DOCUMENT PASSAGE:

###

PSALMS,
HYMNS AND SPIRITUAL SONGS
SEPTEMBER 21, 2008
Rev. Dr. Robert R. LaRochelle
In
last week’s message entitled FINDING YOUR PRAYING STYLE, we explored the many
and different ways that people pray and I tried to provide as many examples as I
could -all with the underlying premise that each of us needs to find a style
that is our own AND with an assumption, I think, that is good to be open to a
variety of ways of praying. Now, if you missed that sermon, I’m not going to
bore you by re-preaching it. Heck,
I can bore you with a brand new sermon instead!
Seriously, if you weren’t here, I’d suggest that you either check
last week’s sermon out on our web site or by picking up a copy on our back
table here this morning.
Now,
last week we indicated that among the MANY ways that people pray, praying
THROUGH music and praying through singing means a lot to a lot of people. And so
then we turn to this week’s topic in this TEACH US TO PRAY series, this sermon
entitled PSALMS, HYMNS, and SPIRITUAL SONGS. You know, it’s interesting-
Francis of Assisi back in the 12th century once coined this cute
little phrase in which he said that ‘ Singing is like praying twice.’ It’s
an interesting phrase, but, in deference to Francis, I have to say that the
first thing we need to wrap our minds around is the fact that MUSIC IS PRAYER.

###

RAW DATA:
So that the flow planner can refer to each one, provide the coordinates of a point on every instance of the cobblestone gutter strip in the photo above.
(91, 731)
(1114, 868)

###

WHAT YOU NEED TO DO:
a: According to the sermon, what did Francis of Assisi say singing is like?
b: In the sermon, switch "phrase" to "saying" and write out the passage starting with "Seriously, if you" and going on through "MUSIC IS PRAYER.".
c: Pick up the sermon on psalms, hymns and spiritual songs after its last sentence and keep writing.

THE RESPONSES:
a: Praying twice.

b:
Seriously, if you weren’t here, I’d suggest that you either check
last week’s sermon out on our web site or by picking up a copy on our back
table here this morning.
Now,
last week we indicated that among the MANY ways that people pray, praying
THROUGH music and praying through singing means a lot to a lot of people. And so
then we turn to this week’s topic in this TEACH US TO PRAY series, this sermon
entitled PSALMS, HYMNS, and SPIRITUAL SONGS. You know, it’s interesting-
Francis of Assisi back in the 12th century once coined this cute
little saying in which he said that ‘ Singing is like praying twice.’ It’s
an interesting saying, but, in deference to Francis, I have to say that the
first thing we need to wrap our minds around is the fact that MUSIC IS PRAYER.

c:
It sounds so simple, but it’s also so easy for us to see choir anthems or the
hymns we sing as enhancing worship, that is, enlivening it and giving us a break
from spoken word after spoken word and providing an uplifting reprieve even when
the sermon doesn’t tickle our fancy, so easy that we can readily forget that
the act of listening to a choir or singing a hymn ourselves is no more and no
less than a powerful act of worship IN ITS OWN RIGHT and UNDER ITS OWN POWER! When
you are singing in church, if your mind and heart are where your mind and heart
ought to be...YOU ARE PRAYING!
So,
this morning, then, let’s talk about music as prayer and for those of you who
want to go into even more detail, I’d be happy to provide you with copies of a
Sermon Series I did years ago entitled THE HYMNS WE SING. Many of you may
remember that and for those who do, I guarantee that what I’ll say today is
not merely a repeat of that series, but rather an attempt to focus all of us,
right here and right now, on the relationship between what we hear and what we
sing and our deepest spiritual relationship, this relationship with our God.
For, at the heart of ALL prayer, spoken or sung is this relationship, this
relationship with God!
I’d
like to start here by suggesting that those three Bible passages we heard a
while back point to the importance of music in the early development and history
of Christianity. In one reading, we see Paul and Silas in prison and singing
hymns at night. Think about this: They are IN PRISON and singing hymns. I
remember reading how Martin Luther King did that too and when faced with
imprisonment marched joined with others in
singing those words of the Bible: I SHALL NOT BE, I SHALL NOT BE MOVED (
2x)...JUST LIKE A TREE THAT’S PLANTED BY THE WATER, I SHALL NOT BE MOVED. In
another, we read of the night before Jesus died and how after they shared the
bread and cup of what we now call Communion, those who were with Jesus did what?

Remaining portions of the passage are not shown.